***** Records supplied
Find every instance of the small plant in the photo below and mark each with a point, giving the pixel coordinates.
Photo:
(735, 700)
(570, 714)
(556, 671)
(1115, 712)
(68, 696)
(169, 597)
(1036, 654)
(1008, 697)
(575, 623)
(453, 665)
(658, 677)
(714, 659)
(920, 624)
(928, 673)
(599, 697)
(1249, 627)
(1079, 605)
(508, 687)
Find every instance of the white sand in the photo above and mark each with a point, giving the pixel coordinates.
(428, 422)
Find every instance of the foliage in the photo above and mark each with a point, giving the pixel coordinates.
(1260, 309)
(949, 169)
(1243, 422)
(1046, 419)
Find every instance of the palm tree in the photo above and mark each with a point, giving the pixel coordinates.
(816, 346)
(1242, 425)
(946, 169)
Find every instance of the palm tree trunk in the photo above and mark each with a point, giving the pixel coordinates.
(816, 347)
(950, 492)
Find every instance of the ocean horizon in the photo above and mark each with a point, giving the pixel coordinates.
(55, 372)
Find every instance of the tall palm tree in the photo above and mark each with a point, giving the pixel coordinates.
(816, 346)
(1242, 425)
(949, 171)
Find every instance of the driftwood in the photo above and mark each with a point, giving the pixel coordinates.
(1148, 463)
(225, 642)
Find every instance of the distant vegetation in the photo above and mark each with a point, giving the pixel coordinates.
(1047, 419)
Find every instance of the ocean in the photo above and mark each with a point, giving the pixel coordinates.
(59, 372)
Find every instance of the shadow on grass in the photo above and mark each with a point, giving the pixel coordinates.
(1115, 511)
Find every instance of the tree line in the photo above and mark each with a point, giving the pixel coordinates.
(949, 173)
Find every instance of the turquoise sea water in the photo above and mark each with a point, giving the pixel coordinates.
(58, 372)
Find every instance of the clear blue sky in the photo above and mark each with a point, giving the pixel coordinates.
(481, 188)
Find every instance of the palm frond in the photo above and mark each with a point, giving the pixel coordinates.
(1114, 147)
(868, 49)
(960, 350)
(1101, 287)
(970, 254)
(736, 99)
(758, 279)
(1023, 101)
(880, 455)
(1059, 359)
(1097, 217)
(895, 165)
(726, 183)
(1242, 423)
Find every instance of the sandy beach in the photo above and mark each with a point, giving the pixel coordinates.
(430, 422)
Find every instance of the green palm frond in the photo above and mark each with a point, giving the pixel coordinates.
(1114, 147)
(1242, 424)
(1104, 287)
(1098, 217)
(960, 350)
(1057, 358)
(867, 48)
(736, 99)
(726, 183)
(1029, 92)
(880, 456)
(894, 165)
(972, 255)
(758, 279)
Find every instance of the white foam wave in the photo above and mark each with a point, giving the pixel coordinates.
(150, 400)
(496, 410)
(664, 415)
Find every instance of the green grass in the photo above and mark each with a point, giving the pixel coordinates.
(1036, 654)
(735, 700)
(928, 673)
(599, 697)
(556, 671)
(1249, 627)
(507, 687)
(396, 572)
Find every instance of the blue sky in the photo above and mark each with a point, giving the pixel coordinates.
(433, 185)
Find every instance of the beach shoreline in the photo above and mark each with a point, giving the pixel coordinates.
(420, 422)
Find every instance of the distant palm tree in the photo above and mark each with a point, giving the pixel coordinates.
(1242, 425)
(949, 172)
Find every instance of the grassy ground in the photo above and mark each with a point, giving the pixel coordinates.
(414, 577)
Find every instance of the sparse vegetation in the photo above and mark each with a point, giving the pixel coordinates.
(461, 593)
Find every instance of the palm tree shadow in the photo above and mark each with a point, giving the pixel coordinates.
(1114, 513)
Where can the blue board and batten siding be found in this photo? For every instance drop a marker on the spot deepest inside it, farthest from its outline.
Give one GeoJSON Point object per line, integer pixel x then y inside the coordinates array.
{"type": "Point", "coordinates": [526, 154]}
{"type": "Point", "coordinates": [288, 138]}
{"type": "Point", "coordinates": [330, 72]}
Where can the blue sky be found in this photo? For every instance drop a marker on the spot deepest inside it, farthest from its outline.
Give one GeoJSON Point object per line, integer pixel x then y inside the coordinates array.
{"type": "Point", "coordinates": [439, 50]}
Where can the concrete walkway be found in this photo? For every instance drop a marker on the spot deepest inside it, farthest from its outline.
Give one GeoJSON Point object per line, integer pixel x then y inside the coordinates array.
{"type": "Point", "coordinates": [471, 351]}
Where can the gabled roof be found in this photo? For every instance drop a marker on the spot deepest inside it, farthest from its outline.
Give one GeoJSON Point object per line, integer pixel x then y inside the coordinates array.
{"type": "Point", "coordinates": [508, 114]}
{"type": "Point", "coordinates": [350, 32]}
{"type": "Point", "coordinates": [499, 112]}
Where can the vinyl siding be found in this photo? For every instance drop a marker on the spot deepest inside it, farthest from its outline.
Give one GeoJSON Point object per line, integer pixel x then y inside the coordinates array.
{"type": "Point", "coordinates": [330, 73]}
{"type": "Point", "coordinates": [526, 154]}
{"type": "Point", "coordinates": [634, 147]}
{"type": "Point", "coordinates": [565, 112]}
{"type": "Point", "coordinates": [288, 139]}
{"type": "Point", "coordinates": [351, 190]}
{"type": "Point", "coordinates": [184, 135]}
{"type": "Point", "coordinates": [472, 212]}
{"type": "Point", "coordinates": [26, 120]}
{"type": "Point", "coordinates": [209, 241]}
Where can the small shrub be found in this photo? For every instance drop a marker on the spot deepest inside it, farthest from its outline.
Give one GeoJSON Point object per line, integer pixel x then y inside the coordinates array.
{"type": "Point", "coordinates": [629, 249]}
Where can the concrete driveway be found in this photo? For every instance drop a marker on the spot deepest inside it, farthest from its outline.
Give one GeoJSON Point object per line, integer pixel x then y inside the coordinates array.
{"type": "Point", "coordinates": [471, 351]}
**********
Given task: All of the entries need to be reproduced exactly; please write them out.

Response for this exercise:
Find every instance of the small plant in the photo below and mark each with a point, giving the pixel coordinates.
Photo:
(735, 700)
(570, 714)
(556, 671)
(1115, 712)
(68, 696)
(169, 597)
(1036, 654)
(1008, 697)
(575, 623)
(453, 665)
(658, 677)
(714, 659)
(920, 624)
(928, 673)
(599, 697)
(1249, 627)
(1079, 605)
(508, 687)
Find every instance of the white sand in the photo above and mark each with a point, giving the pixel coordinates.
(428, 422)
Find every instance of the foliage in the photo above and mark each with a point, giving the pixel coordinates.
(1260, 309)
(949, 169)
(1243, 422)
(1046, 419)
Find every instance of the palm tree in the photo above and mark each with a point, giving the pixel coordinates.
(816, 346)
(1242, 425)
(946, 169)
Find every instance of the palm tree trunk in the photo above and mark each with a point, giving the pixel coordinates.
(816, 347)
(950, 492)
Find every instance of the ocean horizon in the photo above and mark each with a point, giving the pixel coordinates.
(55, 372)
Find every instance of the tall palm tree in the photo above and mark each with a point, giving the pixel coordinates.
(816, 346)
(1242, 425)
(949, 171)
Find every instance of the driftwood in the photo above and mark each with a point, giving the pixel coordinates.
(1148, 463)
(225, 642)
Find every instance of the distant vegetation in the photo above and mark each with a point, giving the pixel coordinates.
(1047, 419)
Find every instance of the ocean in the photo above and mark each with a point, giving the pixel coordinates.
(59, 372)
Find every instance of the shadow on grass in the photo above and mark each with a point, giving the pixel coordinates.
(1115, 511)
Find every instance of the tree line in the photo above and mark each with a point, giving the pixel coordinates.
(949, 173)
Find every instance of the turquoise sea water in the photo above and mark each with a point, giving the pixel coordinates.
(58, 372)
Find every instance of the clear blue sky in the photo above and mark each with a point, giving the pixel coordinates.
(481, 188)
Find every instance of the palm frond in the photo above and mark each with a point, giving the pixel coordinates.
(1114, 147)
(868, 49)
(960, 350)
(1101, 287)
(970, 254)
(736, 99)
(758, 279)
(1023, 101)
(880, 455)
(1059, 359)
(1097, 217)
(895, 165)
(726, 183)
(1242, 423)
Find every instance of the sandy beach in the photo above and mark each with a point, giving the pixel coordinates.
(430, 422)
Find every instance of the green palm frond in the photo above and mark each with a point, giving the pixel coordinates.
(1114, 147)
(1242, 424)
(1104, 287)
(1098, 217)
(960, 350)
(1057, 358)
(867, 48)
(736, 99)
(726, 183)
(1029, 92)
(880, 456)
(894, 165)
(972, 255)
(758, 279)
Find every instance of the white foam wave in the photo above and mark each with a point, giving the pixel coordinates.
(150, 400)
(496, 410)
(664, 415)
Find every instance of the green grass in the photo above and mark each with a point, giving the pixel coordinates.
(1036, 654)
(735, 700)
(928, 673)
(599, 697)
(556, 671)
(1249, 627)
(507, 687)
(396, 572)
Find every instance of the blue sky in the photo above and mark each with a point, giving the pixel coordinates.
(433, 185)
Find every instance of the beach shoreline in the photo above and mark each with a point, giving the pixel coordinates.
(420, 422)
Find every instance of the distant palm tree in the photo above and mark each with a point, giving the pixel coordinates.
(1242, 425)
(949, 172)
Find every instance of the grassy ground in the photo above and mark each with a point, giving the pixel coordinates.
(414, 577)
Find every instance of the sparse vegetation in the photo above and mark each with a point, giving the pixel coordinates.
(461, 593)
Find every instance of the palm tree shadow in the photo above and mark each with a point, giving the pixel coordinates.
(1114, 513)
Where can the blue board and batten siding be found in this photo? For every instance drop a marker on the spot deepest inside it, farthest from its outline.
Give one GeoJSON Point object per line, integer pixel x then y inside the coordinates array.
{"type": "Point", "coordinates": [526, 154]}
{"type": "Point", "coordinates": [288, 138]}
{"type": "Point", "coordinates": [330, 72]}
Where can the blue sky be found in this photo? For every instance drop a marker on the spot deepest inside it, farthest from its outline.
Give one GeoJSON Point object per line, integer pixel x then y inside the coordinates array.
{"type": "Point", "coordinates": [439, 50]}
Where can the concrete walkway be found in this photo? For every instance drop a marker on the spot deepest inside it, farthest from its outline.
Give one GeoJSON Point object per line, integer pixel x then y inside the coordinates array.
{"type": "Point", "coordinates": [471, 351]}
Where can the gabled roof be found in this photo? For every instance drop a marker on the spot deepest inside it, farthest from its outline.
Give one GeoJSON Point object per line, integer pixel x then y inside the coordinates array.
{"type": "Point", "coordinates": [508, 114]}
{"type": "Point", "coordinates": [350, 32]}
{"type": "Point", "coordinates": [499, 112]}
Where can the vinyl siding be found in this photo? For every instance drop a marker on the spot deepest inside it, farthest from its outline.
Give one GeoJSON Point object per line, integer pixel x then y inside the coordinates array.
{"type": "Point", "coordinates": [330, 73]}
{"type": "Point", "coordinates": [526, 154]}
{"type": "Point", "coordinates": [634, 147]}
{"type": "Point", "coordinates": [565, 112]}
{"type": "Point", "coordinates": [288, 139]}
{"type": "Point", "coordinates": [351, 190]}
{"type": "Point", "coordinates": [184, 135]}
{"type": "Point", "coordinates": [472, 212]}
{"type": "Point", "coordinates": [26, 120]}
{"type": "Point", "coordinates": [209, 241]}
Where can the small shrub be found in this photo? For every instance drop a marker on the spot deepest inside it, farthest from its outline.
Give one GeoJSON Point object per line, integer pixel x then y inside the coordinates array.
{"type": "Point", "coordinates": [629, 249]}
Where can the concrete driveway be found in this photo? For every instance drop a marker on the spot deepest inside it, farthest from its outline.
Give one GeoJSON Point object per line, integer pixel x then y inside the coordinates array.
{"type": "Point", "coordinates": [471, 351]}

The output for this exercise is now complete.